▶ **Passage provided**:

The following five stocks possess a number of these qualities. Dr. Carr's proprietary analysis suggests that they should show strong outperformance in the year (and years) ahead. We like all of them as long-term investments. Of course, we will need the broader market to cooperate. A down market cycle will undermine the bullish thesis on even the best of stocks. But given the market strength we’ve seen so far in 2015, we have every reason to expect a decent performance from 2016.
Celgene is one of the world’s leading biotech stocks. It is one of only 16 biotech companies that actually earns a profit. Shares trade at reasonable valuations and the company has a ton of cash on hand.
Celgene has been an institutional favorite for three years now, thanks to Revlimid, Celgene’s blockbuster treatment for multiple myeloma. Sales were up 16% in 2014 and 17% so far in 2015, including a 26% jump here in the U.S. Even better news: Celegene is testing multiple avenues for label expansion for Revlimid and so far, things look pretty good.
Celgene has a number of other drugs that are doing well, such as its recently launched Otezla for plaque psoriasis, and Abraxane for certain breast and lung cancers, as well as a few other drugs in Phase II trials. Earlier this year, Celgene paid $7.2 billion to buy Receptos, largely to get its hands on Ozanimod, a treatment for multiple sclerosis and colitis which is in late-stage trials and looks very promising. Celgene also sees Ozanimod as a treatment for Crohn’s disease, making the drug a potential mega-blockbuster. Ozanimod is expected to market in 2017 for MS, and 2018 for colitis, which should keep a steady bid under CELG shares in 2016.

▶ **Questions on the material**:
- 1) Translate this sentence from the stock-picks text into Spanish: "Celgene is one of the world’s leading biotech stocks."
- 2) Rename "bullish" to "optimistic" in the stock-picks text and give that part again, beginning at the words "The following five" and stopping after "performance from 2016.".
- 3) In the stock-picks text, how much did Celgene pay to buy Receptos?

▶ **Given data**:

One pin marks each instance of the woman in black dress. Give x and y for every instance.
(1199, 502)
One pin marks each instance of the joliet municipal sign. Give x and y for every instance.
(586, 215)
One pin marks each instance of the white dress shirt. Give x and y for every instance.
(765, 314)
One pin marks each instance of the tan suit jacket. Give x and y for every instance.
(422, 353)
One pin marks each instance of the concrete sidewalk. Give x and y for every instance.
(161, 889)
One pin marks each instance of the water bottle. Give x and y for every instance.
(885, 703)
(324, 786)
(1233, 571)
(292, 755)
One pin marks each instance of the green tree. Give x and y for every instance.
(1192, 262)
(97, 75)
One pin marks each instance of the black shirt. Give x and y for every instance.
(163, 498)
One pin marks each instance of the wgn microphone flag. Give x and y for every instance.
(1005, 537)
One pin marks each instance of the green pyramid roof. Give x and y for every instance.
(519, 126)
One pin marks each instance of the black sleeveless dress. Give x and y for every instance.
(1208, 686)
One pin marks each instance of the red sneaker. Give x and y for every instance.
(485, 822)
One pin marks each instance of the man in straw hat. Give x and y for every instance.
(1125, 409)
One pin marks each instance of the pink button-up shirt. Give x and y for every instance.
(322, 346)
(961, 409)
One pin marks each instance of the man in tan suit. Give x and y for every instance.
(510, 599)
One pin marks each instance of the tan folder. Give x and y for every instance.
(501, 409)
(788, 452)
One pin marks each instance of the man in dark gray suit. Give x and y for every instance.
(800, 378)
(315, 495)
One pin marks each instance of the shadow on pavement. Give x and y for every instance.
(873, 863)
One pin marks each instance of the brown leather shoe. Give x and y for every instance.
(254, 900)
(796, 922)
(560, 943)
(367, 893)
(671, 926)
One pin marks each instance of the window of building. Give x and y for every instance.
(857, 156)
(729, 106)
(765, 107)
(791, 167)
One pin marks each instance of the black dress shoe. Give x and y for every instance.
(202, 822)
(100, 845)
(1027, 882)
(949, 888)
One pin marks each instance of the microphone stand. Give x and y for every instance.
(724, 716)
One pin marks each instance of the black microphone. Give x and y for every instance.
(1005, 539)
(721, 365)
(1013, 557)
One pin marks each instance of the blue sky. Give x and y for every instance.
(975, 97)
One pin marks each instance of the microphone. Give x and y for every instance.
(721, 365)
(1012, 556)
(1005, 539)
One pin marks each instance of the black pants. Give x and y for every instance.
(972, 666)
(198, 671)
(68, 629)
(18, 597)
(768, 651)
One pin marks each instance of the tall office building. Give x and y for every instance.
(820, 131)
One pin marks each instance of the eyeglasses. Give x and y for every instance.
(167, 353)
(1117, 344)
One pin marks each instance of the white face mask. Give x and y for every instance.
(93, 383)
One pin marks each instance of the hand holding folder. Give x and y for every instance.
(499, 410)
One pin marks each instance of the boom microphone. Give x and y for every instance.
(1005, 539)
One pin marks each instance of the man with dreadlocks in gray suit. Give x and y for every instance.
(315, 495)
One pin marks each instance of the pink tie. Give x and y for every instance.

▶ **Answers given**:
- 1) Celgene es una de las principales acciones de biotecnología del mundo.

- 2)
The following five stocks possess a number of these qualities. Dr. Carr's proprietary analysis suggests that they should show strong outperformance in the year (and years) ahead. We like all of them as long-term investments. Of course, we will need the broader market to cooperate. A down market cycle will undermine the optimistic thesis on even the best of stocks. But given the market strength we’ve seen so far in 2015, we have every reason to expect a decent performance from 2016.

- 3) $7.2 billion.